▸ Work to complete:
Line by line, transcribe the data below exactly and pass over the images.

Natural-language object grounding data
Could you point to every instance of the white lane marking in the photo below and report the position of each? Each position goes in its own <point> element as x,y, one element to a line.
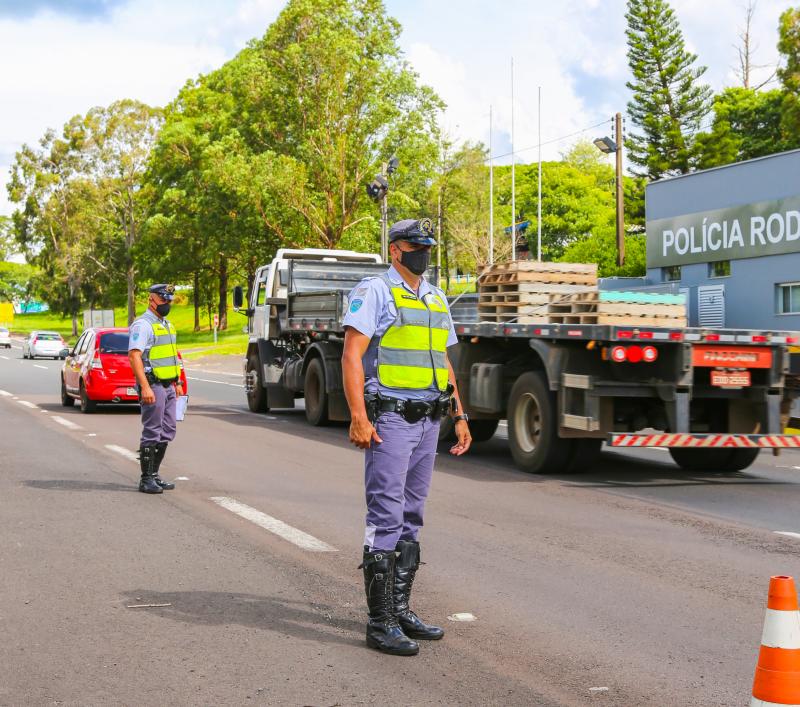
<point>462,616</point>
<point>218,373</point>
<point>273,525</point>
<point>127,453</point>
<point>66,423</point>
<point>206,380</point>
<point>787,534</point>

▸ Result for this exercise:
Could you point to every instance of the white lane marking in the photo below and report the position of each? Each position goes in its own <point> element as x,y, one element to a line.
<point>462,616</point>
<point>218,373</point>
<point>273,525</point>
<point>127,453</point>
<point>66,423</point>
<point>206,380</point>
<point>787,534</point>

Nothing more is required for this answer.